Texto de origem:
· · · · · · ·

Language of document : ECLI:EU:C:2011:123

PARECER 1/09

Parecer proferido nos termos do artigo 218.°, n.° 11, TFUE

«Parecer proferido nos termos do artigo 218.°, n.° 11, TFUE – Projecto de acordo – Criação de um sistema unificado de resolução de litígios em matéria de patentes – Tribunal de Patentes Europeias e Comunitárias – Compatibilidade do referido projecto com os Tratados»

Sumário do parecer

1.        Acordos internacionais – Acordo que cria um sistema unificado de resolução de litígios em matéria de patentes – Parecer prévio do Tribunal de Justiça – Pedido de parecer apresentado na fase preliminar das negociações ou antes do seu início – Parecer solicitado pelo Conselho sem consulta do Parlamento – Admissibilidade – Requisitos

(Artigo 218.°, n.° 11, TFUE)

2.        Acordos internacionais – Acordo que cria um sistema unificado de resolução de litígios em matéria de patentes – Criação de um Tribunal de Patentes Europeias e Comunitárias – Compatibilidade com as disposições do Tratado

(Artigos 262.° TFUE e 344.° TFUE)

3.        Acordos internacionais – Acordo que cria um sistema unificado de resolução de litígios em matéria de patentes – Criação de um Tribunal de Patentes Europeias e Comunitárias – Competência exclusiva desta jurisdição para conhecer de acções intentadas por particulares e para interpretar e aplicar o direito da União no domínio da patente comunitária – Incompatibilidade com o quadro institucional e jurisdicional da União

(Artigos 4.°, n.° 3, TUE e 19.°, n.° 1, TUE; artigos 258.° TFUE a 260.° TFUE e 267.° TFUE)

· · · · · · ·

Material listado:
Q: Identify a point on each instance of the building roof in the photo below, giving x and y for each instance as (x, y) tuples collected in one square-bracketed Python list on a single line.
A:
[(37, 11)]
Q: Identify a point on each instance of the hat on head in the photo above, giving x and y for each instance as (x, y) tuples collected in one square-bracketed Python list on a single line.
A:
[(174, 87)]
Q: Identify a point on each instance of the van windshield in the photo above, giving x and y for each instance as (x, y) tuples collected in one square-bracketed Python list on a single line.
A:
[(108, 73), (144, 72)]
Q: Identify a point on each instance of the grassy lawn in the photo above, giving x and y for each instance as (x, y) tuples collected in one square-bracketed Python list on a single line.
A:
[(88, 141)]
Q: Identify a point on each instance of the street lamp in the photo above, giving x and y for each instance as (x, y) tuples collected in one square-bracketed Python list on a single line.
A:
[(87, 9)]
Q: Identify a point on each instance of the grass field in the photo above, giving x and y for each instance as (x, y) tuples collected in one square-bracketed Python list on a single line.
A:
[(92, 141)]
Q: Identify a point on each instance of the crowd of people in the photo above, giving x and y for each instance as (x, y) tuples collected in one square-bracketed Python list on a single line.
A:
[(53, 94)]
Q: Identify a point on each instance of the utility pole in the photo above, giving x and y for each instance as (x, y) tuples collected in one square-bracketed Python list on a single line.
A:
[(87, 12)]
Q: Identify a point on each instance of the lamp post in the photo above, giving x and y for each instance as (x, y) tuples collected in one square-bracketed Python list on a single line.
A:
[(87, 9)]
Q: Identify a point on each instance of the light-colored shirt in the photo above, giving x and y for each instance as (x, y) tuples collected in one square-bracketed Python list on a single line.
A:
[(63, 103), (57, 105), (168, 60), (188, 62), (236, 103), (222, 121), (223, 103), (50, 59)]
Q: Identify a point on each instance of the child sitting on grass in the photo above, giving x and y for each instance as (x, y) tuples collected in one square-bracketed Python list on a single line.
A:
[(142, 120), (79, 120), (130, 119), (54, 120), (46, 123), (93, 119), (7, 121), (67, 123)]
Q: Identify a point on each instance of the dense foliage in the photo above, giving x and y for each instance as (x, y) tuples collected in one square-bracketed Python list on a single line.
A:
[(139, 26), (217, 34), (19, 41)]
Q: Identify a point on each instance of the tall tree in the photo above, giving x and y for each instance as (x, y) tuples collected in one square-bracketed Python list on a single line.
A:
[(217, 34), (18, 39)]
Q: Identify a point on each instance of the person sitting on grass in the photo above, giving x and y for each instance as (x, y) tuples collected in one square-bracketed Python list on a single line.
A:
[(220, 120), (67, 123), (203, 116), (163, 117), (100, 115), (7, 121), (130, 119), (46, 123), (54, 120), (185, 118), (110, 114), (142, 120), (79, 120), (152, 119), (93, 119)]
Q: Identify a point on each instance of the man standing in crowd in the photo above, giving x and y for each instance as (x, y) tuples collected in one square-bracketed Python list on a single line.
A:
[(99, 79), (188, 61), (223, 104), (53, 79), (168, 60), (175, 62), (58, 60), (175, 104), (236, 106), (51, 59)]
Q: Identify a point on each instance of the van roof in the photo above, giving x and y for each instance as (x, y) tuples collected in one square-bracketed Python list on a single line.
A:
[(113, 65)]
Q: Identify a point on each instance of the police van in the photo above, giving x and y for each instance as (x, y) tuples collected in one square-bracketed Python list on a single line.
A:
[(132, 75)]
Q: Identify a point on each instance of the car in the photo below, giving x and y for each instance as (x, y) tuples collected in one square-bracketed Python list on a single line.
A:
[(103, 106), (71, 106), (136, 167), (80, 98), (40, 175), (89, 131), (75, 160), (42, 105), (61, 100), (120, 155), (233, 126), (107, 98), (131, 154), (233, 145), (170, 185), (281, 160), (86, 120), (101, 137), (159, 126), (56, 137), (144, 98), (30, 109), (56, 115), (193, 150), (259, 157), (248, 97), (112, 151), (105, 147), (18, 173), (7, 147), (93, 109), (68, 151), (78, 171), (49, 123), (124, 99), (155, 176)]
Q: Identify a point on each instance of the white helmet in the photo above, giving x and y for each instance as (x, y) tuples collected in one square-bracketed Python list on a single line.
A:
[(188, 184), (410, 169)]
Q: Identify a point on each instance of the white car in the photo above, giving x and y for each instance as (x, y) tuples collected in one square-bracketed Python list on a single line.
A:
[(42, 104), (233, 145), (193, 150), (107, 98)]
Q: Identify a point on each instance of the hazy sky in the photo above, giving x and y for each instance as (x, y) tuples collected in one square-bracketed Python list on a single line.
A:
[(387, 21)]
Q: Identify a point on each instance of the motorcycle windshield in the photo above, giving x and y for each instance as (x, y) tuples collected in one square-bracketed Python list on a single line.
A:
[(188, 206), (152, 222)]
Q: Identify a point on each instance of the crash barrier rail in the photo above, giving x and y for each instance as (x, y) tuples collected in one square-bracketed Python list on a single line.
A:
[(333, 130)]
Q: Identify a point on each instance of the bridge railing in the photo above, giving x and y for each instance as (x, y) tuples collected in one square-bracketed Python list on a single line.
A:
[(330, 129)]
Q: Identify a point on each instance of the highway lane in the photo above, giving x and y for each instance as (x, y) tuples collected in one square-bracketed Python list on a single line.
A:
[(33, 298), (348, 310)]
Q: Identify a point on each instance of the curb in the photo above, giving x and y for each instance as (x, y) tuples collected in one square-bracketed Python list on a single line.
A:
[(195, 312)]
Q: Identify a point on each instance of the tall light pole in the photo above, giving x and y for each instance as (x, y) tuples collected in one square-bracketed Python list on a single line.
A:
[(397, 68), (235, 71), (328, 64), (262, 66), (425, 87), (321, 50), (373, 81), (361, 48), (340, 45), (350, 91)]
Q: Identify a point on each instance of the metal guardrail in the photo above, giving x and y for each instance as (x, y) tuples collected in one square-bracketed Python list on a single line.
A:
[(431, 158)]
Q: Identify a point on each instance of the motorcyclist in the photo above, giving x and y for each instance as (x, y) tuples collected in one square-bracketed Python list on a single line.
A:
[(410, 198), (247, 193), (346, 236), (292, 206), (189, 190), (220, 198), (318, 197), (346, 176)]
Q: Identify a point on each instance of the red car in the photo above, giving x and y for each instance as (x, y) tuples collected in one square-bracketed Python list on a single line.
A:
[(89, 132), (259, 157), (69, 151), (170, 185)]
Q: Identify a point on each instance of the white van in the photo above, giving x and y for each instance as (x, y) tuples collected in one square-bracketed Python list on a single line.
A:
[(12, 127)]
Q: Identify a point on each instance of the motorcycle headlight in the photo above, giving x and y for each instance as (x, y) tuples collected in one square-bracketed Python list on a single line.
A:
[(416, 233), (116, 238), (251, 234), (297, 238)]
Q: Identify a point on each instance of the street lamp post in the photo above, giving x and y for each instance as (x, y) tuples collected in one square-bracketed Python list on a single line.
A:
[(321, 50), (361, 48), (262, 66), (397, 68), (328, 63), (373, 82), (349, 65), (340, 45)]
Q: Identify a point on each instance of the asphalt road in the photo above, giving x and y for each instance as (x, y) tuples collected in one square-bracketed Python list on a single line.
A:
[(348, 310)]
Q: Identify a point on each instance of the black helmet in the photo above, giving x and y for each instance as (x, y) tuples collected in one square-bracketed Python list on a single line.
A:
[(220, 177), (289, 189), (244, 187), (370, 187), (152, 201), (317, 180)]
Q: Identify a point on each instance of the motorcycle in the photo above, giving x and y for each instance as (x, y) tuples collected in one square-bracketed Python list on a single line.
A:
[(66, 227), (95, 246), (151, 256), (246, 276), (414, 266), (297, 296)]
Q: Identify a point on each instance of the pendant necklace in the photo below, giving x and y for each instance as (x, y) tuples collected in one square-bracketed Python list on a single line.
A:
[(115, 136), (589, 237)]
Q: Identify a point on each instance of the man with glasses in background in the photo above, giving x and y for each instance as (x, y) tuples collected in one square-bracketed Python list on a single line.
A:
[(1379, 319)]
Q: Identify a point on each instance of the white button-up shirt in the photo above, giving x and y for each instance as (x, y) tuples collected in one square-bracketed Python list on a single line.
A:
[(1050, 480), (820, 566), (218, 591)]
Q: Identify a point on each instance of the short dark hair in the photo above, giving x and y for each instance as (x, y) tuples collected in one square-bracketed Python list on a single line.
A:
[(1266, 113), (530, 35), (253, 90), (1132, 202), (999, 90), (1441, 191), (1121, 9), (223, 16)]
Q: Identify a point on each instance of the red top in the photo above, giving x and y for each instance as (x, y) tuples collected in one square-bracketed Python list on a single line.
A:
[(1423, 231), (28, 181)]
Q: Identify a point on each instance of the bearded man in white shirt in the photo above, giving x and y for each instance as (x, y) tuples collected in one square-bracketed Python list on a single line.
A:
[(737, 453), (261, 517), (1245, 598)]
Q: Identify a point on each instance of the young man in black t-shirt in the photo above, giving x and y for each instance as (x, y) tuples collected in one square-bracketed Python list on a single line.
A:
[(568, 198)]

· · · · · · ·

Instrução escrita 1: Segundo o sumário do Parecer 1/09, ao abrigo de que disposição foi proferido o parecer?
Instrução escrita 2: Reproduza do sumário do Parecer 1/09 o trecho que abre com as palavras "Sumário do parecer" e fecha com "262.° TFUE e 344.° TFUE)".
Instrução escrita 3: Resuma o sumário do Parecer 1/09 em duas frases.

Resposta esperada 1: Foi proferido nos termos do artigo 218.°, n.° 11, TFUE.

Resposta esperada 2:
Sumário do parecer

1.        Acordos internacionais – Acordo que cria um sistema unificado de resolução de litígios em matéria de patentes – Parecer prévio do Tribunal de Justiça – Pedido de parecer apresentado na fase preliminar das negociações ou antes do seu início – Parecer solicitado pelo Conselho sem consulta do Parlamento – Admissibilidade – Requisitos

(Artigo 218.°, n.° 11, TFUE)

2.        Acordos internacionais – Acordo que cria um sistema unificado de resolução de litígios em matéria de patentes – Criação de um Tribunal de Patentes Europeias e Comunitárias – Compatibilidade com as disposições do Tratado

(Artigos 262.° TFUE e 344.° TFUE)

Resposta esperada 3: O Parecer 1/09, proferido nos termos do artigo 218.°, n.° 11, TFUE, trata da compatibilidade com os Tratados de um projecto de acordo que cria um sistema unificado de resolução de litígios em matéria de patentes, com um Tribunal de Patentes Europeias e Comunitárias. O sumário aborda a admissibilidade de um pedido de parecer solicitado pelo Conselho sem consulta do Parlamento e aponta a incompatibilidade, com o quadro institucional e jurisdicional da União, da competência exclusiva desse tribunal para conhecer de acções intentadas por particulares e para interpretar e aplicar o direito da União no domínio da patente comunitária.